### About this task
Report each line of the records below that holds the word "flooring".

(Photo-based referring expression data)
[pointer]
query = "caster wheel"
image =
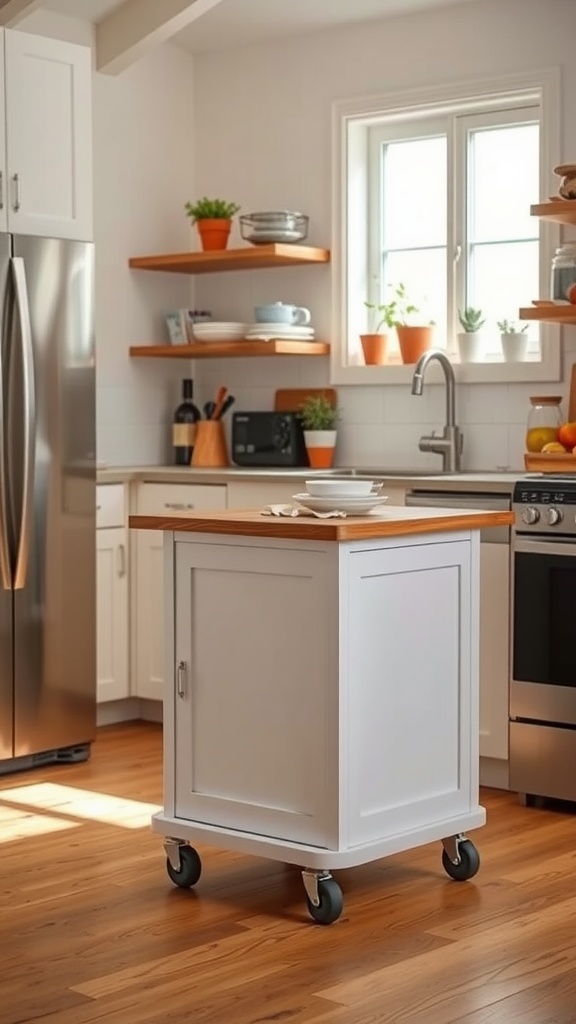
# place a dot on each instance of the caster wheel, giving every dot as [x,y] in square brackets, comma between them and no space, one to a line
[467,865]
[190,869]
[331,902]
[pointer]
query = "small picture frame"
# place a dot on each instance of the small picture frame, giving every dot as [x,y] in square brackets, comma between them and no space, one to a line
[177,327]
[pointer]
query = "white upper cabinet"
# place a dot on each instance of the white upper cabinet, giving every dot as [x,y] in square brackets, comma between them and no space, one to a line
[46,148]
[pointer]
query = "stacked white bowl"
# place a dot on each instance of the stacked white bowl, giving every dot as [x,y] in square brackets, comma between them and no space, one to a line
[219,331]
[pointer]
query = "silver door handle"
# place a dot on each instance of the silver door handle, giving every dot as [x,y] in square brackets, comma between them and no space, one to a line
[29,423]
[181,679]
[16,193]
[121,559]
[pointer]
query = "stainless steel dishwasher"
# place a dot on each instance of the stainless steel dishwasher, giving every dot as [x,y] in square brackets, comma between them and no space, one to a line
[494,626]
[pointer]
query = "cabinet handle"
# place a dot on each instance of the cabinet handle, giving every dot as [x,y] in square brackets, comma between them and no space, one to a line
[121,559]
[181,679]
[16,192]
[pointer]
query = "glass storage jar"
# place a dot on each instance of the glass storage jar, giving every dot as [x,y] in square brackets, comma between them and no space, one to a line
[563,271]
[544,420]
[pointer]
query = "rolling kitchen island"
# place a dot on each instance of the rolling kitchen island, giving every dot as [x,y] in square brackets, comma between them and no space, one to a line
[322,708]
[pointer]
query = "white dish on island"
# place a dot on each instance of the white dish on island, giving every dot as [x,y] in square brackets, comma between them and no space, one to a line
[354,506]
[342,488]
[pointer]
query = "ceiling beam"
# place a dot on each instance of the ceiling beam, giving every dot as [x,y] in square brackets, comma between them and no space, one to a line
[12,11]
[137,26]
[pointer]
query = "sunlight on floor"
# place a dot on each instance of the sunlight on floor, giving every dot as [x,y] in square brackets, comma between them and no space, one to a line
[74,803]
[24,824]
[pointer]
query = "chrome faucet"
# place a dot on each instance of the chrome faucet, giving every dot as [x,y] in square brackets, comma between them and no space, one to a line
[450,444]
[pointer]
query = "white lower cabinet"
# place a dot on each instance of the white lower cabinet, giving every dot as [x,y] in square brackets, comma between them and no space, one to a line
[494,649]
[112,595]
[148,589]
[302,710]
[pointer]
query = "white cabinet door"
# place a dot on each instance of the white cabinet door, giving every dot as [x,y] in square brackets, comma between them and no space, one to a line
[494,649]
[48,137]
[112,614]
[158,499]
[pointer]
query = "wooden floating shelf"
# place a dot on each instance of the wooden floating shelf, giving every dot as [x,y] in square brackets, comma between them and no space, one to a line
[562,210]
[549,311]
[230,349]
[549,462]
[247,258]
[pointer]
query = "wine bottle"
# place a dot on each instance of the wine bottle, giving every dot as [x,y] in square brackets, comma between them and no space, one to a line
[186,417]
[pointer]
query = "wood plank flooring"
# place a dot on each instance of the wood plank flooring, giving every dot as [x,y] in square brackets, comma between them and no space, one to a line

### Response for this exercise
query = "wood plank flooring"
# place a dot on each instance of the wood plank flooring, giving every dot as [x,y] in square brackets, comma between them and no space, one to a line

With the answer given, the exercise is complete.